* Exercise goal *
In the lines below, find the one that contains "any blueberry compote" and write it out exactly, along with every line that follows it.

Bounding-box records
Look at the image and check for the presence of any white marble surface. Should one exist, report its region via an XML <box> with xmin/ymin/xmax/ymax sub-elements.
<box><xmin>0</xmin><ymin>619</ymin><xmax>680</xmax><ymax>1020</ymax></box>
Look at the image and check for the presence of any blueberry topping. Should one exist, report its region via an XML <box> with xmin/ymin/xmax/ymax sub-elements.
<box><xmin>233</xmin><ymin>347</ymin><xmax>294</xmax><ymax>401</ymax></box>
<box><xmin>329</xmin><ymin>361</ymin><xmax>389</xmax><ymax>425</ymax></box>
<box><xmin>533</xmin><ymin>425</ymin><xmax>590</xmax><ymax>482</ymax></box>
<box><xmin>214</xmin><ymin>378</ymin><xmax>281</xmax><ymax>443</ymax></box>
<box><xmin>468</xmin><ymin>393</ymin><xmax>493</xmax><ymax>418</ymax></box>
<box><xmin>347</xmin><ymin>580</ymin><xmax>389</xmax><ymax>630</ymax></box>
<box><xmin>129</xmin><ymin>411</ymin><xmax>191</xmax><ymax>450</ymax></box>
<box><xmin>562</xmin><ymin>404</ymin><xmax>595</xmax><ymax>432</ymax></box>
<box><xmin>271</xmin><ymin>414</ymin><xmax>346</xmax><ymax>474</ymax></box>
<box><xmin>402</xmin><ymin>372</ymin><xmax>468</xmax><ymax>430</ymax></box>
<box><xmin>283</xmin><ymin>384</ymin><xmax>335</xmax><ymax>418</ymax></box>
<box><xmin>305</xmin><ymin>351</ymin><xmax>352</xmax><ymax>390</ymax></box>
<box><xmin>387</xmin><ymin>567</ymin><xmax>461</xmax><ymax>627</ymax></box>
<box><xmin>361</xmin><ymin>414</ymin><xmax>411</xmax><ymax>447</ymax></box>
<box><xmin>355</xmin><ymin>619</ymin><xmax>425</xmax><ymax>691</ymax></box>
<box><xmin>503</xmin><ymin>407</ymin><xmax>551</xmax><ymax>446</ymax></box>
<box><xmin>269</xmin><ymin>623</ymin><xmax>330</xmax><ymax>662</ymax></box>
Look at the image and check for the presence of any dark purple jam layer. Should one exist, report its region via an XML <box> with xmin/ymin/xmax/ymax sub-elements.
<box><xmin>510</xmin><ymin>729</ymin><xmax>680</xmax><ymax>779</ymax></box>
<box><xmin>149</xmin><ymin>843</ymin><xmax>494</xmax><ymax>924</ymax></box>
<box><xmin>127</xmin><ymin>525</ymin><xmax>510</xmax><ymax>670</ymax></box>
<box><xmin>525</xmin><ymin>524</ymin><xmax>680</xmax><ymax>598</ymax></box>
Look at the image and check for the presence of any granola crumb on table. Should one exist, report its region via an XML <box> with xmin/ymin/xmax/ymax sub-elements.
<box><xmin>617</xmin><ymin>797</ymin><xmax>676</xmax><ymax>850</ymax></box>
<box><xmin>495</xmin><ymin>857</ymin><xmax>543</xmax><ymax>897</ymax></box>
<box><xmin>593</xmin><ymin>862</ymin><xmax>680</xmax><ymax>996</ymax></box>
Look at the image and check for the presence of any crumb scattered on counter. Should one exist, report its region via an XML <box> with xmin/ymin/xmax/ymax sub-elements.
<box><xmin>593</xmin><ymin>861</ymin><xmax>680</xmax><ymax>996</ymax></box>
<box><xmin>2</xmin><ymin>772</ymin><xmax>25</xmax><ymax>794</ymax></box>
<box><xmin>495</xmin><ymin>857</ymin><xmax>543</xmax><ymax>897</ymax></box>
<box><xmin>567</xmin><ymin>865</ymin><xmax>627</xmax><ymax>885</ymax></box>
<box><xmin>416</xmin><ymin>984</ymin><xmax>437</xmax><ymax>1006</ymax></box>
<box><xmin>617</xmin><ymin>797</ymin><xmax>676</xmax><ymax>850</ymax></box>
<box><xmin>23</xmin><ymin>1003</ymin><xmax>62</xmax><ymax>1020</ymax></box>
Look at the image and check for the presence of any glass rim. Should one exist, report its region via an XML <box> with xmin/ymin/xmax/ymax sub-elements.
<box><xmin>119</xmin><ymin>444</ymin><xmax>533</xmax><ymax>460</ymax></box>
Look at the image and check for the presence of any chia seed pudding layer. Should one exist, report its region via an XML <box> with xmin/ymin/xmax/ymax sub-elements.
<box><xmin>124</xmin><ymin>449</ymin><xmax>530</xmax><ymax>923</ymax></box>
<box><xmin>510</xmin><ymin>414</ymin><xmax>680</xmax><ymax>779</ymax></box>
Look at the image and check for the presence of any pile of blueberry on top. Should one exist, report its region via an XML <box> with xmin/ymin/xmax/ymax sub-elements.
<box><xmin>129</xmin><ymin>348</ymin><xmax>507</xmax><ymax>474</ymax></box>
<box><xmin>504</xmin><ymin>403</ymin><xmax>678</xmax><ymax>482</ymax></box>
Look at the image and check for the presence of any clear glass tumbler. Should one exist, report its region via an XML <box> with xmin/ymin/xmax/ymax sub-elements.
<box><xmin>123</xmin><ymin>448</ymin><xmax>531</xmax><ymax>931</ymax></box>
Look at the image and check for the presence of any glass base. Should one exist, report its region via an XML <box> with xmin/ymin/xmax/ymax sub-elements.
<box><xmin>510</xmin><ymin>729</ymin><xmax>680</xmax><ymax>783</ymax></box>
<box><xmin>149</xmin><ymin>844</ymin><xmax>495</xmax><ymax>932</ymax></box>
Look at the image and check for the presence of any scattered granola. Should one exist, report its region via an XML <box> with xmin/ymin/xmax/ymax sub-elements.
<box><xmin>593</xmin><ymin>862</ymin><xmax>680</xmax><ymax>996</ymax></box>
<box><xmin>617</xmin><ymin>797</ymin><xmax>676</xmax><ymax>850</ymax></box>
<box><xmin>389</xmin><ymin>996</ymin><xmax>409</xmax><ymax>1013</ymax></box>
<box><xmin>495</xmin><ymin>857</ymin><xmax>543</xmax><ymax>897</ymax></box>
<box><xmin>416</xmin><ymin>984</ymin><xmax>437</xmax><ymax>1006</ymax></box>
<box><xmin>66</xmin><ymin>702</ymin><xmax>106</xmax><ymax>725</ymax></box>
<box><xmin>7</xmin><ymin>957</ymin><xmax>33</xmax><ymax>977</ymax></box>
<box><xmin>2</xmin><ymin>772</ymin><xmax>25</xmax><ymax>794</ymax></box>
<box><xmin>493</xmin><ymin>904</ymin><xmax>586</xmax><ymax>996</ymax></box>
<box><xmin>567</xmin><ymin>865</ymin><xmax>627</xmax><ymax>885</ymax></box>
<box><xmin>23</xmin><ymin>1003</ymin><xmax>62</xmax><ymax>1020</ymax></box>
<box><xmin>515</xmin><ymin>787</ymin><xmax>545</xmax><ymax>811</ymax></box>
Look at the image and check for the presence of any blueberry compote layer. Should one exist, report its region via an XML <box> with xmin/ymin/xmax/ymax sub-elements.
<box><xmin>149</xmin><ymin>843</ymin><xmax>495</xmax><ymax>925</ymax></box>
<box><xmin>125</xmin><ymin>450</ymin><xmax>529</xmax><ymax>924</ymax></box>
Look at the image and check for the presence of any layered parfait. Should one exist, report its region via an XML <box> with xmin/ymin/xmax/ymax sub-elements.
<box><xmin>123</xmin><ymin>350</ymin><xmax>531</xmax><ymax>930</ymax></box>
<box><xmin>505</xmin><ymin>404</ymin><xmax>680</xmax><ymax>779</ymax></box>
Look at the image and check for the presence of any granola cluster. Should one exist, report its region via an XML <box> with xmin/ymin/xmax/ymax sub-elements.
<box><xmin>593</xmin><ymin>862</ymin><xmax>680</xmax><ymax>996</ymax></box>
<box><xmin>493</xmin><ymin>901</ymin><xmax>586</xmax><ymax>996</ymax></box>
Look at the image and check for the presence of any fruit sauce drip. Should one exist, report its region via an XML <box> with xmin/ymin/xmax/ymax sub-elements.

* Exercise result *
Look at the image and check for the presence of any blueberry compote layer. Should one exist, report its region via an XML <box> with xmin/ymin/xmax/ymax sub-elements.
<box><xmin>149</xmin><ymin>843</ymin><xmax>495</xmax><ymax>925</ymax></box>
<box><xmin>125</xmin><ymin>450</ymin><xmax>529</xmax><ymax>924</ymax></box>
Look at the image and check for the presence of any layered parfait. Should one exist, report its region via an XML <box> with xmin/ymin/xmax/ymax sub-elements.
<box><xmin>123</xmin><ymin>350</ymin><xmax>531</xmax><ymax>930</ymax></box>
<box><xmin>505</xmin><ymin>404</ymin><xmax>680</xmax><ymax>779</ymax></box>
Look at the image and check for the presence of any granola cluster. Should one exist, report its region via an XML <box> with xmin/ymin/xmax/ymax sub-elements.
<box><xmin>593</xmin><ymin>862</ymin><xmax>680</xmax><ymax>996</ymax></box>
<box><xmin>493</xmin><ymin>901</ymin><xmax>586</xmax><ymax>996</ymax></box>
Look at the image and check for the presence of any fruit sauce drip. Should one exist, report its region via an XML <box> with xmin/ymin/xmax/ymax sub-elements.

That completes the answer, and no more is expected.